▶ DATA FOR THE TASK:

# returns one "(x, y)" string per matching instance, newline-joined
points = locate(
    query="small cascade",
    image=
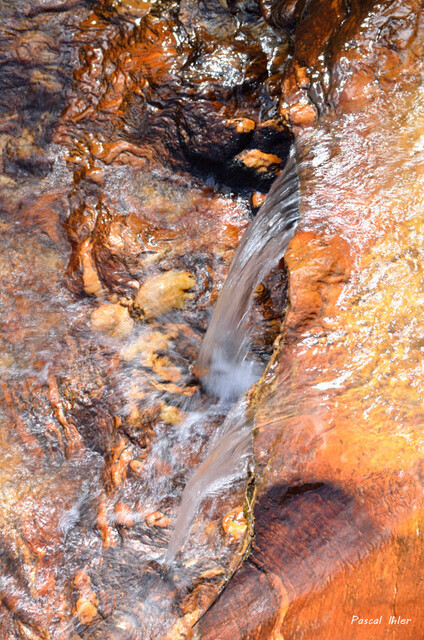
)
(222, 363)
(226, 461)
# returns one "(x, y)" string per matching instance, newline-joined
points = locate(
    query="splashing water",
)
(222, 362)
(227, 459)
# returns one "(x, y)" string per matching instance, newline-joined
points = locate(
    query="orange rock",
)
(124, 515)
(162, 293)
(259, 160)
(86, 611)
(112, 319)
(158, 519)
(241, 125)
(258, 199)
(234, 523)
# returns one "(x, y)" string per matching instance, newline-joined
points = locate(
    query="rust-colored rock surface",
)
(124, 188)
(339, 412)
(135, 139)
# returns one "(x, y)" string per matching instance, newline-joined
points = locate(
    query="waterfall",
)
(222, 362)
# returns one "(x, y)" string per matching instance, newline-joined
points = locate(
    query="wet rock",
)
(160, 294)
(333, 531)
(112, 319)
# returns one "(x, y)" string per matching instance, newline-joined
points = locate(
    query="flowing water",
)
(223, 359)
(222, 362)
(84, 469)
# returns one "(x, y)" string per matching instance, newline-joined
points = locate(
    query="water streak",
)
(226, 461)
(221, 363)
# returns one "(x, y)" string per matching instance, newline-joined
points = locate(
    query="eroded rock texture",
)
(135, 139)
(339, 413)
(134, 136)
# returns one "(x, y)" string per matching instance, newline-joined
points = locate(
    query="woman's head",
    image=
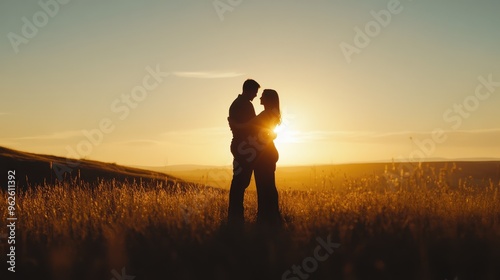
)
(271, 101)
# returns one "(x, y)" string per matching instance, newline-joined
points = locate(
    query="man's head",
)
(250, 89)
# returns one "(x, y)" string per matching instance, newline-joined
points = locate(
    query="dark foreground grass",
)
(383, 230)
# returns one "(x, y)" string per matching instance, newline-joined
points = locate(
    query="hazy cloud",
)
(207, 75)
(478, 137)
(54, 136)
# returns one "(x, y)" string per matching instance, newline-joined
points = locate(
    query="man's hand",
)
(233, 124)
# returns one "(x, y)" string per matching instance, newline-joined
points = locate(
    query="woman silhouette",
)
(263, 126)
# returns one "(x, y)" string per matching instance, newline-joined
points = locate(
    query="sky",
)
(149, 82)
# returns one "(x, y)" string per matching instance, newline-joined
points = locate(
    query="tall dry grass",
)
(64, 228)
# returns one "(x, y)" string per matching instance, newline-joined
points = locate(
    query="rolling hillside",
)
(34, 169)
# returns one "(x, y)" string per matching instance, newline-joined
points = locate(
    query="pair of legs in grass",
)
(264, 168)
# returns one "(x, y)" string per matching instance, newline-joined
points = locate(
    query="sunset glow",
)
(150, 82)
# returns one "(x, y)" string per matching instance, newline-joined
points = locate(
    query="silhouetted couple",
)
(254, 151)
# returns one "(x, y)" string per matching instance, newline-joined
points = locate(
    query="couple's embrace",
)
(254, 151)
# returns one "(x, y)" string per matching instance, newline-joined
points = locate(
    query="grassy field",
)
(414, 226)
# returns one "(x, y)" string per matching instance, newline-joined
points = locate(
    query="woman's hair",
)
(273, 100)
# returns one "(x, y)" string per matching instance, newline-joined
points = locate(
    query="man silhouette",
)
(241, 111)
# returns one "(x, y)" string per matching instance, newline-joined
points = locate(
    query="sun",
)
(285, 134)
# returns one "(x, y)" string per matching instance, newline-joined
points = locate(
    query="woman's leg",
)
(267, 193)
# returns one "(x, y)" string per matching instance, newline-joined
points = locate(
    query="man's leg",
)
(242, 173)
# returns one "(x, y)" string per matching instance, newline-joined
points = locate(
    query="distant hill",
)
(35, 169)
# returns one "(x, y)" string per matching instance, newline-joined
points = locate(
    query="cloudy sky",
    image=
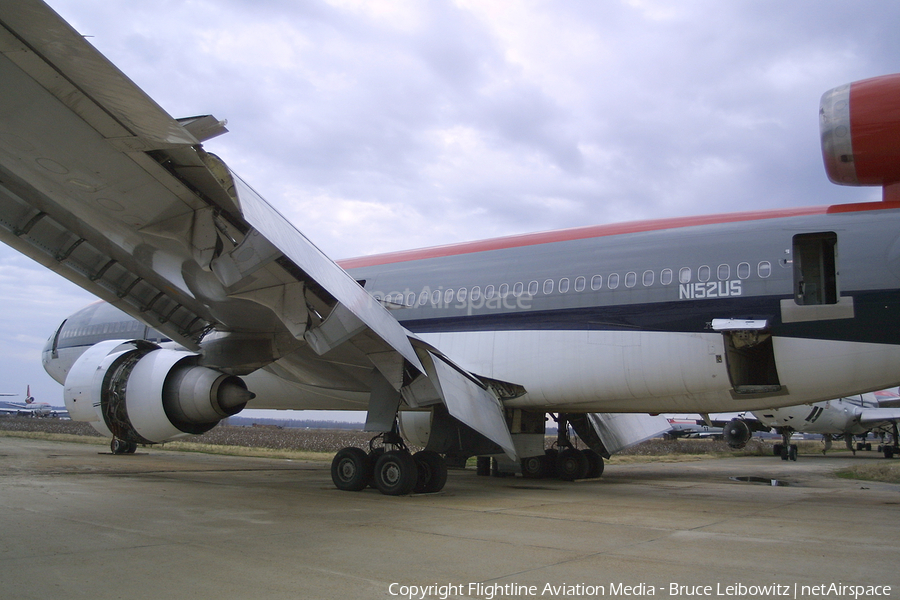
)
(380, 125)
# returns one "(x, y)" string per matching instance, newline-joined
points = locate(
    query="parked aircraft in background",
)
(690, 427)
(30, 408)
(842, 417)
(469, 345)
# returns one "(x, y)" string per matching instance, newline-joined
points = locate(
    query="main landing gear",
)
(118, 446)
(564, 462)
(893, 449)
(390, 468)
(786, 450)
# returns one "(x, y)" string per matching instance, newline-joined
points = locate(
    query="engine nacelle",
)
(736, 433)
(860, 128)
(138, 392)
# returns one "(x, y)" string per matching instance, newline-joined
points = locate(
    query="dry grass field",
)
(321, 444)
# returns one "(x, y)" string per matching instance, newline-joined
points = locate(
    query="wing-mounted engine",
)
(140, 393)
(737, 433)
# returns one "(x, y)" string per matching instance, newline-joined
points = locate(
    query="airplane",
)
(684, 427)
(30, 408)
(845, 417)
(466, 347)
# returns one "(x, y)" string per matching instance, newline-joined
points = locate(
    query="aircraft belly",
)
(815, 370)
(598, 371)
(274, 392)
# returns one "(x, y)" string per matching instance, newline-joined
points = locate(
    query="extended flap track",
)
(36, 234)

▶ EXERCISE:
Show every line of the rows above that contains the string "rock". Case counts.

▶ RESULT BELOW:
    query="orange rock",
    query="rust-colored rock surface",
    query="wet rock",
    query="eroded rock texture",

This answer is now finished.